(Stored items from a collection)
** begin **

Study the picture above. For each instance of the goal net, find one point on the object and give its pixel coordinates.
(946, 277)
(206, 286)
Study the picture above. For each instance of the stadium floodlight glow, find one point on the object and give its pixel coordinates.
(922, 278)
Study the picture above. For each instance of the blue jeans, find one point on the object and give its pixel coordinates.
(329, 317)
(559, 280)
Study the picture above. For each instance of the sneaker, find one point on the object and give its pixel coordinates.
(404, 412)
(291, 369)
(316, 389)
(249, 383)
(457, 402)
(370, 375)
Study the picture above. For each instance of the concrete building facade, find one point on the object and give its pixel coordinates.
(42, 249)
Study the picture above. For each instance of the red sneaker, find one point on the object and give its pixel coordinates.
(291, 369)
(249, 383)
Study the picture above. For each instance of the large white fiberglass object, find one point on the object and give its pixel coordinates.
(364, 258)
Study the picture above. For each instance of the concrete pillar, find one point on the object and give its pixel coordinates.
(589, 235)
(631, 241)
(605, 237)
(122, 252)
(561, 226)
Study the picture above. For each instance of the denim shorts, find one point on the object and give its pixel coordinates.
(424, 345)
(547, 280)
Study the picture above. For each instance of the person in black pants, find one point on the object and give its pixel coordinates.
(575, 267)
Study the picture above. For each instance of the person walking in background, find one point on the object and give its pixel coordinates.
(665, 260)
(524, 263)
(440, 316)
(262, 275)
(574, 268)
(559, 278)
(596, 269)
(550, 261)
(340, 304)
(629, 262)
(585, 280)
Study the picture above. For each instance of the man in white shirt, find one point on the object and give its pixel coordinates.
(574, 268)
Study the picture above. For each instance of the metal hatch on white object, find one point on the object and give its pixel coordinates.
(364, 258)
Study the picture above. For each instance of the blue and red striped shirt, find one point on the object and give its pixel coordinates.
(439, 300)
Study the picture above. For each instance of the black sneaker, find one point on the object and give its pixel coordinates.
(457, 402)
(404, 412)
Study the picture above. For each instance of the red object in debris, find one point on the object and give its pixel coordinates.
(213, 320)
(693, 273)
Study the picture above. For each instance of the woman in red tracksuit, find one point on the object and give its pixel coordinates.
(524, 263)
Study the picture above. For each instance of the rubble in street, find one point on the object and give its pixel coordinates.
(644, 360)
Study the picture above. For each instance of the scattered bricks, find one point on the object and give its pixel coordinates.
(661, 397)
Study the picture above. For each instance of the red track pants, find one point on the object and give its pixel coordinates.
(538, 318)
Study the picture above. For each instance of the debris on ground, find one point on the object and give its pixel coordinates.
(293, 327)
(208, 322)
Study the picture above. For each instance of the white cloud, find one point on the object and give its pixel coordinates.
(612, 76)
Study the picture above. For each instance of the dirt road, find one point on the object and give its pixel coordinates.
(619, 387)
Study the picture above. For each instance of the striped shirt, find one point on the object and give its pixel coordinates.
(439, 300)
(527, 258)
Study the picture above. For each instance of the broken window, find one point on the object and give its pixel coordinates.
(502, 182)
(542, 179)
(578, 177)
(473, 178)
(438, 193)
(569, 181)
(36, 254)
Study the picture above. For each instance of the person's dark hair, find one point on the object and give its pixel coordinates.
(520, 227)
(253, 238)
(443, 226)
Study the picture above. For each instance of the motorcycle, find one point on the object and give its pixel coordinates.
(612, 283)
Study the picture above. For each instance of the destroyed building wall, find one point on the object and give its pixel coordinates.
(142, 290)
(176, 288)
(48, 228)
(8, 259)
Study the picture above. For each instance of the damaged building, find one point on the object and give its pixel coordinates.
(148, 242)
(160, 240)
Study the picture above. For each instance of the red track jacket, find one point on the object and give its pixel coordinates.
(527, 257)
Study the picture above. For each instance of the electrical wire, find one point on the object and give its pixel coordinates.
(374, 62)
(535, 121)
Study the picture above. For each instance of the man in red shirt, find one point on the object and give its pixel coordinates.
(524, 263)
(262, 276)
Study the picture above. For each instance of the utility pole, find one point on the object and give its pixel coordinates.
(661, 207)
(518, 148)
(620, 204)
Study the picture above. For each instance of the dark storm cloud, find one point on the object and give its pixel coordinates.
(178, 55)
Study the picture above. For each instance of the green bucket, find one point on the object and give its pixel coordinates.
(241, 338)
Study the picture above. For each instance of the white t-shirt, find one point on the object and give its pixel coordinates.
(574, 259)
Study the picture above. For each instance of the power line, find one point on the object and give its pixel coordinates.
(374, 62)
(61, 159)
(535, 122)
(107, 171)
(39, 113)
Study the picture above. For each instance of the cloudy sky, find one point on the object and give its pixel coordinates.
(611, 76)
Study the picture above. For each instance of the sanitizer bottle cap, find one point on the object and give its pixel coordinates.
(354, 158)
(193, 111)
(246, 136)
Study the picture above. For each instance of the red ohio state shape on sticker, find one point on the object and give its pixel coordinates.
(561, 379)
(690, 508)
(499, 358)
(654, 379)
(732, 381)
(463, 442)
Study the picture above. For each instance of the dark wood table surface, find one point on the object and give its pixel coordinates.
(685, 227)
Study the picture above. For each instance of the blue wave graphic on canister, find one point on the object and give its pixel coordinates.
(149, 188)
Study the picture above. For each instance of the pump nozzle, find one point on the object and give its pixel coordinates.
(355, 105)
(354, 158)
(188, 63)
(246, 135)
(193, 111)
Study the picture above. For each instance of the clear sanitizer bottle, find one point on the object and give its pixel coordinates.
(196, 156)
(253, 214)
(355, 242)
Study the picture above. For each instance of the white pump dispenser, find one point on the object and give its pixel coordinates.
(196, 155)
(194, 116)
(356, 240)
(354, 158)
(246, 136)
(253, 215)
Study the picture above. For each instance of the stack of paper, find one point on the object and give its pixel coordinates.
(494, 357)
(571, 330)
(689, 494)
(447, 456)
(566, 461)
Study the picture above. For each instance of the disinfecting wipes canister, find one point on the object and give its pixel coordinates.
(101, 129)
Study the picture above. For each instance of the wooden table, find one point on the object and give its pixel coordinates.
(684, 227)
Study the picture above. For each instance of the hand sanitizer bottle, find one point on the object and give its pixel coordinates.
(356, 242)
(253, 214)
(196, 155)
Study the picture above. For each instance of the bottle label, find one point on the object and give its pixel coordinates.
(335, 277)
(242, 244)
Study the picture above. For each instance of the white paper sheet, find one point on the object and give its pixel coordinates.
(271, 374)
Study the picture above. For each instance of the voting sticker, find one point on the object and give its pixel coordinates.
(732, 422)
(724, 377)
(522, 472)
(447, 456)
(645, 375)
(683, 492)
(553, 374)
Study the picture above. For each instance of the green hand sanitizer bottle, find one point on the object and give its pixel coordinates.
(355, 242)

** end **

[Goal of the exercise] Please set down all the data word for word.

[Answer for the task]
Study the picture above. For each instance of the goal net, find one point on the object and give its pixel coordinates.
(946, 277)
(206, 286)
Study the picture above. For each instance of the stadium floodlight glow, find one point on the object and give its pixel coordinates.
(922, 278)
Study the picture above. For each instance of the blue jeans, find one point on the object and give its pixel coordinates.
(329, 317)
(559, 280)
Study the picture above. For each instance of the sneaker, find one point on the object and give its pixel coordinates.
(404, 412)
(291, 369)
(316, 389)
(249, 383)
(457, 402)
(370, 375)
Study the picture above. For each instance of the concrete building facade, find one point on the object and give its pixel coordinates.
(42, 249)
Study the picture above. For each instance of the red sneaker, find one point on the object and give its pixel coordinates.
(291, 369)
(249, 383)
Study the picture above. For each instance of the large white fiberglass object, find one point on the object and give its pixel coordinates.
(364, 258)
Study the picture above. For each instance of the concrete pillar, find one point on the object and give its pixel coordinates.
(589, 235)
(631, 241)
(605, 237)
(122, 252)
(561, 226)
Study the picture above. For each instance of the denim shorts, find one point on the object and give its pixel coordinates.
(424, 345)
(547, 280)
Study the picture above. For each instance of the person in black pants, find one point on the object and give its pixel coordinates.
(575, 267)
Study the picture above. For each instance of the person walking in background, find one point on the object and give its pixel coordinates.
(665, 260)
(524, 263)
(440, 316)
(262, 275)
(574, 268)
(559, 278)
(596, 269)
(550, 261)
(340, 304)
(629, 262)
(585, 280)
Study the picture above. For each instance of the man in white shirt, find one point on the object and give its pixel coordinates.
(574, 268)
Study the picture above. For each instance of the metal hatch on white object, find one point on the object and give its pixel coordinates.
(364, 258)
Study the picture above. For each instance of the blue and red striped shirt, find one point on the object and give its pixel coordinates.
(439, 300)
Study the picture above. For each instance of the black sneaker, find one point on the object and give its pixel coordinates.
(457, 402)
(404, 412)
Study the picture above. For each instance of the red object in debris, find one point on the object and give its pixel coordinates.
(213, 320)
(693, 273)
Study the picture above. For each instance of the woman in red tracksuit, find one point on the object and give its pixel coordinates.
(524, 263)
Study the picture above. For each instance of the rubble in street, find one point on the object and give its pixel coordinates.
(644, 360)
Study the picture above. For each instance of the scattered bricks, find one point on the object and give its pixel coordinates.
(661, 397)
Study the picture above. For each instance of the red track pants, find one point on the object and give its pixel coordinates.
(538, 318)
Study the picture above. For each instance of the debris on ground, find one point on the object and give its pixel coordinates.
(293, 327)
(208, 322)
Study the picture above. For each instance of the white cloud, find one point on the object and give its pixel coordinates.
(612, 76)
Study the picture above. For each instance of the dirt road, find one point on the object and give its pixel coordinates.
(619, 387)
Study the picture above. For each instance of the striped shirt, find one point on the object and give its pixel coordinates.
(439, 300)
(527, 258)
Study the picture above. For each instance of the broken window, find one point on the object and give its pixel coordinates.
(502, 182)
(542, 179)
(578, 177)
(473, 178)
(438, 193)
(569, 181)
(36, 254)
Study the picture above. For each instance of the person's dark hair, find one point on the object and give its pixel coordinates.
(520, 227)
(253, 238)
(443, 226)
Study the picture above. For each instance of the motorcycle, find one point on the object and give its pixel coordinates.
(612, 283)
Study the picture above. For each instance of the destroyed building wall, find one point on the object and give its pixel coordinates.
(142, 290)
(176, 288)
(48, 228)
(8, 259)
Study the picture above. For each instance of the damaged building, find one point on the object and give its pixel coordinates.
(148, 242)
(160, 240)
Study the picture above. For each instance of the red track jacket, find one point on the object and give its pixel coordinates.
(527, 257)
Study the picture above. For each instance of the electrical wire, find one point on the object and give its pixel coordinates.
(374, 62)
(535, 121)
Study the picture above. For each instance of the man in red shirt, find one point on the object and give its pixel coordinates.
(524, 263)
(262, 276)
Study the picture above. For each instance of the utility pole, find one point on the object and give its pixel coordinates.
(661, 207)
(518, 148)
(620, 204)
Study the picture above. For each instance of the dark storm cloud, find one point on the object and give its pixel coordinates.
(178, 55)
Study the picture above. For each instance of the green bucket, find one point on the object and give its pixel coordinates.
(241, 338)
Study the picture above. For each instance of the white t-shirt, find one point on the object and give its pixel coordinates.
(574, 259)
Study the picture above. For each instance of the power line, find one point on the object and give its pixel coordinates.
(374, 62)
(61, 159)
(535, 122)
(107, 171)
(39, 113)
Study the picture above. For each instance of the cloudy sky, find one point on the object and give its pixel coordinates.
(611, 76)
Study the picture above. For each instance of the sanitizer bottle cap, find one point on the object and give its pixel coordinates.
(354, 158)
(193, 111)
(246, 136)
Study the picture above. For each instance of the red ohio state shape on sticker, find one point on the object and give its pixel coordinates.
(561, 379)
(690, 508)
(499, 358)
(654, 379)
(732, 381)
(463, 442)
Study the picture above. For each instance of the dark wood table surface, find one point on the object and give its pixel coordinates.
(685, 227)
Study the picture above. For each instance of the blue wave graphic on canister, find one point on the object and give its pixel coordinates.
(149, 188)
Study the picture above. For each instance of the pump nozzle, find one point on the object and give its pixel coordinates.
(355, 105)
(354, 158)
(188, 63)
(246, 135)
(193, 111)
Study the picture above. For each instance of the clear sanitizer bottle, find one point on the object and give its pixel coordinates.
(196, 156)
(253, 214)
(355, 242)
Study the picture above. For each instance of the white pump dispenser, find one point on the object and give its pixel coordinates.
(196, 155)
(194, 116)
(356, 240)
(354, 158)
(246, 136)
(253, 215)
Study the picture above. For each instance of the stack of paper, find one point on the object and give its pixel coordinates.
(494, 357)
(571, 330)
(689, 494)
(447, 456)
(566, 461)
Study the picture above. For each instance of the disinfecting wipes canister, find one point on the object and give its pixel coordinates.
(101, 129)
Study the picture above. For each instance of the wooden table, find one point on the object and give its pixel coordinates.
(684, 227)
Study the picture above. For each instance of the hand sanitizer bottle, find one point on the object and give its pixel coordinates.
(356, 242)
(253, 214)
(196, 155)
Study the picture above. For each instance of the bottle label, find one point on the object and give its pixel coordinates.
(335, 277)
(242, 244)
Study the picture above. For each instance of the white paper sheet, find one point on the object and give its pixel coordinates.
(271, 374)
Study the picture above. For each instance of the voting sticker, find one point on the object and give its pixel coordinates.
(732, 422)
(724, 377)
(522, 472)
(447, 456)
(645, 375)
(683, 492)
(553, 374)
Study the picture above. For each instance of the green hand sanitizer bottle, find one point on the object and give its pixel coordinates.
(355, 242)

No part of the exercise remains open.